#### CHALLENGE:
Set down exactly the lines running from the line with "written like (691,517)." to the end of the listing below, both ends included.

#### EXERCISE MATERIALS:
****************************************

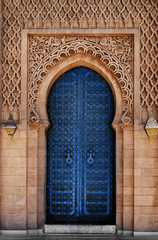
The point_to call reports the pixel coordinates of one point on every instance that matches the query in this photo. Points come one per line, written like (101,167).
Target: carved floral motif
(66,14)
(116,52)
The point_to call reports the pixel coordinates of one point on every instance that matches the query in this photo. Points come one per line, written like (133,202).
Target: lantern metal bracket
(10,127)
(151,127)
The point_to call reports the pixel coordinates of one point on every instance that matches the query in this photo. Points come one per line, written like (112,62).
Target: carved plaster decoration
(46,51)
(68,14)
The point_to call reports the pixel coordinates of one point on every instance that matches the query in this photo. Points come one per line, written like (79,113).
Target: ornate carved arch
(116,53)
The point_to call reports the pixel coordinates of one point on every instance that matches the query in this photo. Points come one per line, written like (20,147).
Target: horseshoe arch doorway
(80,150)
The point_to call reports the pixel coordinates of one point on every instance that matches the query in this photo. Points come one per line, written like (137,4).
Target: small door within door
(80,150)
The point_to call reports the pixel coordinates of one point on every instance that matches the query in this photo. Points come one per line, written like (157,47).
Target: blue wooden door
(80,149)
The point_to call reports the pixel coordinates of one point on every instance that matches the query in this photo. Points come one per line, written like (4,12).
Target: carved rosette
(115,52)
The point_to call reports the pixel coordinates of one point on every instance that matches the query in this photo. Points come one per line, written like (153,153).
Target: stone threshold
(84,229)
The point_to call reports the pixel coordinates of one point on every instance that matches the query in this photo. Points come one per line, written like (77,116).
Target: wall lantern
(151,127)
(10,127)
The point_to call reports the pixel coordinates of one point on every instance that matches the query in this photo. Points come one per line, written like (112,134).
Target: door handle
(90,158)
(68,158)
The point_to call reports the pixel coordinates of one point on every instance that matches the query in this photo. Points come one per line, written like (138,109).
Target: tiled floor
(75,237)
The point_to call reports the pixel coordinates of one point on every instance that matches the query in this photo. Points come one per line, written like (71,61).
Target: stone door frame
(36,137)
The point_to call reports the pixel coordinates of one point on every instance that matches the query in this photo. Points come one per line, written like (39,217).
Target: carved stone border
(97,49)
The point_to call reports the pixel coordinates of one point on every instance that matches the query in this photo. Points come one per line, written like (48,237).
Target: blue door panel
(80,150)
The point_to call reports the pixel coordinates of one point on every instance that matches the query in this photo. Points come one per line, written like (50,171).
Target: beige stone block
(32,181)
(16,209)
(119,180)
(138,134)
(31,190)
(155,162)
(14,153)
(142,152)
(16,143)
(143,163)
(128,181)
(32,134)
(119,199)
(137,172)
(128,172)
(128,209)
(41,171)
(119,189)
(150,191)
(3,220)
(128,143)
(13,190)
(119,208)
(12,171)
(32,148)
(32,200)
(137,209)
(128,200)
(32,162)
(143,200)
(32,209)
(149,172)
(145,222)
(128,190)
(154,153)
(128,134)
(119,221)
(32,171)
(41,179)
(149,210)
(144,181)
(13,181)
(128,162)
(40,220)
(16,221)
(128,153)
(8,162)
(128,220)
(16,199)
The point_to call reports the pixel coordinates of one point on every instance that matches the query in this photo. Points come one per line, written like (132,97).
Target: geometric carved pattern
(79,14)
(46,51)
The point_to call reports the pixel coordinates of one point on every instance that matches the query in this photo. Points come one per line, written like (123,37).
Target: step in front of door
(86,229)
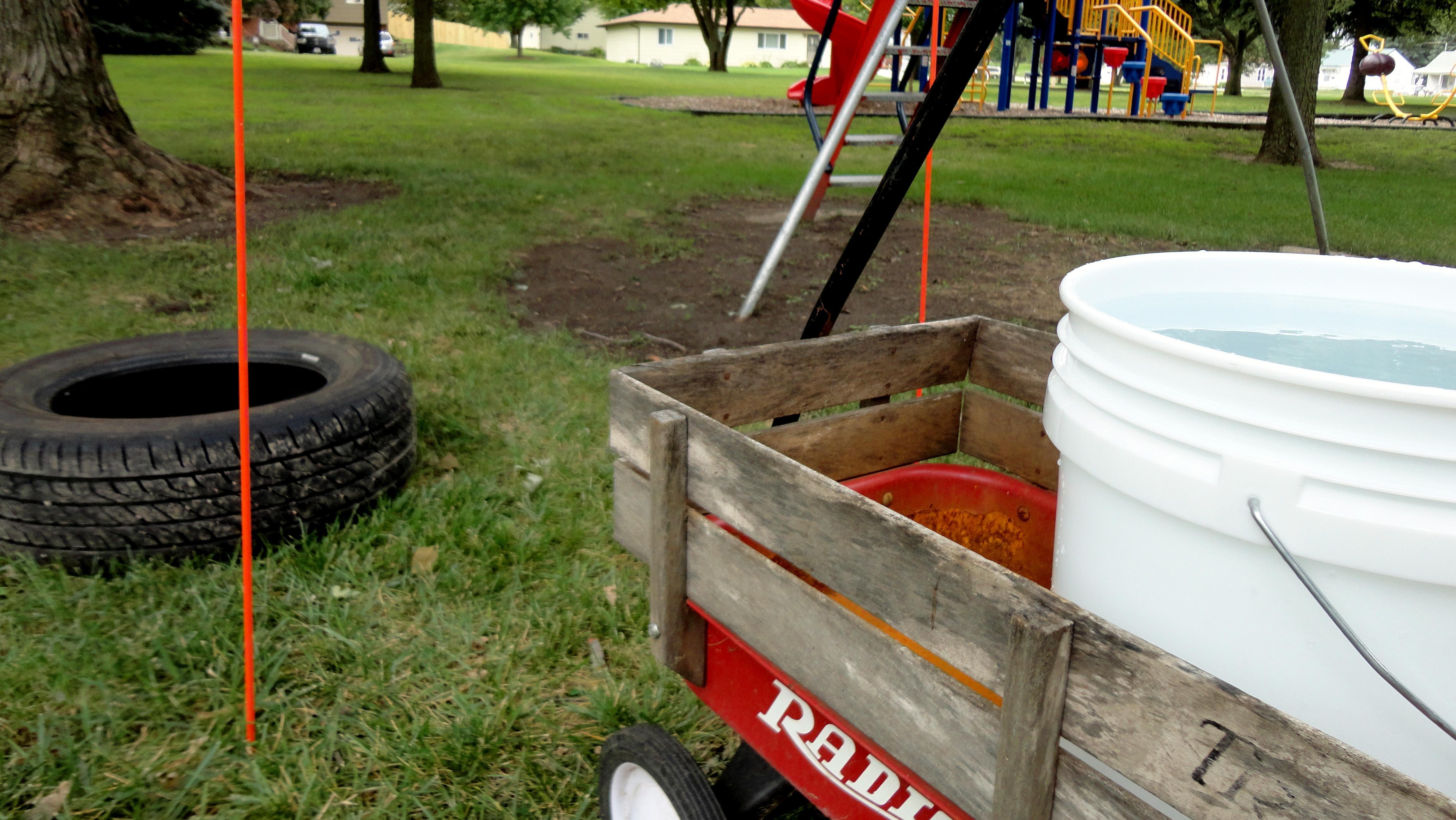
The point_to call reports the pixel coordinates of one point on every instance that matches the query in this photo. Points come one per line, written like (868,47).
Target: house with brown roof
(672,37)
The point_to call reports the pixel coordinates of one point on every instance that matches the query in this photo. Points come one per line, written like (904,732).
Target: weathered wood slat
(1008,436)
(1012,360)
(678,634)
(941,730)
(1139,710)
(780,379)
(1087,794)
(871,439)
(1031,717)
(631,507)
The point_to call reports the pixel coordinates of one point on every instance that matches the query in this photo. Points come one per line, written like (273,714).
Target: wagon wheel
(648,775)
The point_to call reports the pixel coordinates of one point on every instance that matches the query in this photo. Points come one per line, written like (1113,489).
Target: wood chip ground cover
(980,263)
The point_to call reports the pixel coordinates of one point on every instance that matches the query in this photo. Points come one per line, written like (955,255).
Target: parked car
(315,39)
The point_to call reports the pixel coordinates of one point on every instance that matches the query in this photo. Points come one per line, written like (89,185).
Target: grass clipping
(991,535)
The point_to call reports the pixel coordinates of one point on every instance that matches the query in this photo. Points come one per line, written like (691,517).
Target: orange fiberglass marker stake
(930,159)
(245,439)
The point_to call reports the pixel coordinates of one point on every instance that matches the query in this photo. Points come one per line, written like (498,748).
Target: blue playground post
(1074,54)
(1036,69)
(1008,57)
(1049,43)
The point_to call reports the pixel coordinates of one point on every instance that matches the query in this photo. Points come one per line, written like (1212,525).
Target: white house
(1439,76)
(672,37)
(1334,72)
(583,35)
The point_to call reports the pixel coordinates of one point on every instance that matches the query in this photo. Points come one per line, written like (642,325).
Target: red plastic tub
(954,487)
(913,488)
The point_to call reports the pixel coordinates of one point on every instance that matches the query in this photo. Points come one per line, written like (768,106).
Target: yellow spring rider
(1376,63)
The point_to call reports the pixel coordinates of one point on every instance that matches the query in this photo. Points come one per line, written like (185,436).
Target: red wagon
(883,670)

****************************************

#### WRITTEN RESPONSE:
The point_to call reports the pixel coordinates of one point on every instance that matches the query in this photo. Points come one per line, written like (691,517).
Target: orange fiberglass marker stake
(930,159)
(245,439)
The point_to call reports the pixel coordinates of one point on every instance that matches the query in this photo. Points come one per line, written like (498,748).
Target: blue playground post
(1074,54)
(1036,69)
(1008,57)
(1049,43)
The point_to call reports the pixel coordinates of one point on every instance that matches the query in this photo. Points come one per line, written like (1212,525).
Target: white house
(1439,76)
(672,37)
(1334,72)
(583,35)
The point_to call reports the pixel coordinates of one point on every instance that matches the query in this photo. Points come one per line, written like (642,325).
Target: red plastic tub
(954,487)
(913,488)
The point_to call reports the pixel coordinates of one point on every instance that matches the query in this photo. Points come one per line, written like (768,106).
Target: yellow spring rider
(1376,63)
The point_to call reports the pixel coordinates of one point on every instance that matches the query in this photo. Points come one per line, written like (185,436).
Target: red wagon
(883,670)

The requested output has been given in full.